* START Page text *
Origin also reads as an entertaining how-to manual on, say, setting up that hangi, mustering a flock of panicked sheep (courtesy of Shewry’s dad, Rob), foraging for sea lettuce and humanely butchering cattle. But for all the storytelling and philosophising, it’s a book very much about the food of Attica.

Anyone who has eaten at Attica over the years will recognise some of the recipes in Origin, particularly the long-standing signature dishes such as the “simple dish of potato cooked in the earth it was grown” (“simple” is clearly a relative term: the ingredient list includes 3kg of soil), the ethereal, volcano-shaped “snow crab” and the six-separate-recipes, start-two-days-in-advance “terroir”. You can see the Julie & Julia-style recipe challenge blogs already.

Certainly this is not cooking for the faint of heart. Origin belongs to that breed of restaurant book, along with Peter Gilmore’s Quay, Mark Best’s Marque and even Heston Blumenthal’s Fat Duck Cookbook, where there is no dumbing-down of recipes, no shortcuts or offer of alternatives for the home cook.

“I haven’t held back with the recipes,” says Shewry. “I thought it was important for them to be exactly as we do them in the restaurant kitchen because it is the only way to really explain and show to people why we do the things we do, why we go to the trouble of doing things in certain ways.”
* END Page text *
Goal 1 = Copy the entries verbatim from the line containing "hallway in the photo above." through the end of the entries, leaving out any pictures.
The cookbook review and the entries come from separate sources.
* START Record extracts *
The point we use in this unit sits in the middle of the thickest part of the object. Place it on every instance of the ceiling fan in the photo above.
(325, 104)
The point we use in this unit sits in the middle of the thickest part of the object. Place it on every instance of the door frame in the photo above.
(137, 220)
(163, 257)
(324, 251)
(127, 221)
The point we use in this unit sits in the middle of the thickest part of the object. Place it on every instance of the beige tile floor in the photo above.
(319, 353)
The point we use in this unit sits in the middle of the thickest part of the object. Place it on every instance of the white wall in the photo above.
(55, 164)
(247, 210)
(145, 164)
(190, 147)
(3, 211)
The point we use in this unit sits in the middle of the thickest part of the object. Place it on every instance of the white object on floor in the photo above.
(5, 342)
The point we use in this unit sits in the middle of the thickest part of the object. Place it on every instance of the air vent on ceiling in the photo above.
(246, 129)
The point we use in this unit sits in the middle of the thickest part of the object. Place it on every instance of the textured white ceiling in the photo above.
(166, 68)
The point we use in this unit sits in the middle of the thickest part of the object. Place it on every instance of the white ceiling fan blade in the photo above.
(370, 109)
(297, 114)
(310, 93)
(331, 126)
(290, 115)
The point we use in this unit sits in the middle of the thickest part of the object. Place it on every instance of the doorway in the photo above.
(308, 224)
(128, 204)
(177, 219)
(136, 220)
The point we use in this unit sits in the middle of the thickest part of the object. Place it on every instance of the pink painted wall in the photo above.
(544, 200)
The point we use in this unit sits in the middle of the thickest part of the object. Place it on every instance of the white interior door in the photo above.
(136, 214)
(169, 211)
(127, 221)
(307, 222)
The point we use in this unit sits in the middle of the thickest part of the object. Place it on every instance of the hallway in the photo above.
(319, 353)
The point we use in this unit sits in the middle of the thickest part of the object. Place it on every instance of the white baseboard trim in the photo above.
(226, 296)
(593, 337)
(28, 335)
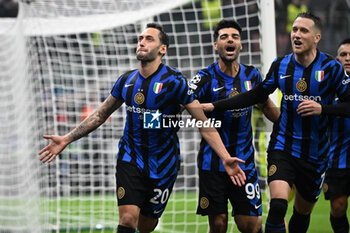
* END Record extracts *
Goal 2 = In the cookbook review, how much soil does the ingredient list for the potato dish call for?

Full response 1 =
The point we use in this unit sits in the middle of the thickest part of the object. Place it on every instance of the hallway in the photo above.
(319, 353)
The point we use in this unit sits in the middle of the thickest part of the object. Place it on every instance of the white baseboard trim in the photo above.
(226, 296)
(593, 337)
(28, 335)

Full response 2 = 3kg of soil.